-- INSTRUCTION --
Copy out every line of the entries below, requests included, and shift each x and y coordinate in the answers up by 131.
--- START OF STORED RECORDS ---
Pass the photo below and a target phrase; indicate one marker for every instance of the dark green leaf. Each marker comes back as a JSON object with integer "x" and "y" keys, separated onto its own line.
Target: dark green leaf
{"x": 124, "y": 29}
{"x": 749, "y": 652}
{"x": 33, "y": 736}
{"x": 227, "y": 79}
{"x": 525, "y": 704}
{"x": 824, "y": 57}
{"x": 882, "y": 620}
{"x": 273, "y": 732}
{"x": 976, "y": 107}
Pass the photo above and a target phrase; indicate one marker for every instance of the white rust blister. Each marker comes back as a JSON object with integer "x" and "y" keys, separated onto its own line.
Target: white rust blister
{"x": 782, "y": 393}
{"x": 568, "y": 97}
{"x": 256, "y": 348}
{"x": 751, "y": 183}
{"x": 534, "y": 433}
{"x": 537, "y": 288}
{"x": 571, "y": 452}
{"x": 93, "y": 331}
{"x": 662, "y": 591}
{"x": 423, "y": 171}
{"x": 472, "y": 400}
--- END OF STORED RECORDS ---
-- SOLUTION FOR THIS TASK --
Pass the photo below and a target phrase; indicate one marker for every instance of the dark green leaf. Each marker comes back as a JSON object with integer "x" and "y" keys, separated onto its own line.
Target: dark green leaf
{"x": 255, "y": 160}
{"x": 880, "y": 783}
{"x": 164, "y": 867}
{"x": 358, "y": 210}
{"x": 656, "y": 835}
{"x": 955, "y": 188}
{"x": 1013, "y": 751}
{"x": 404, "y": 863}
{"x": 1107, "y": 238}
Pass the photo above and a target phrase; indicate one marker for every instance of the white rust blister. Each marker comes back as a JSON object with integer "x" and "y" keys, separated onto its own line.
Target: white rust blister
{"x": 913, "y": 524}
{"x": 699, "y": 228}
{"x": 387, "y": 479}
{"x": 882, "y": 314}
{"x": 665, "y": 564}
{"x": 668, "y": 419}
{"x": 702, "y": 583}
{"x": 224, "y": 462}
{"x": 793, "y": 722}
{"x": 554, "y": 302}
{"x": 603, "y": 531}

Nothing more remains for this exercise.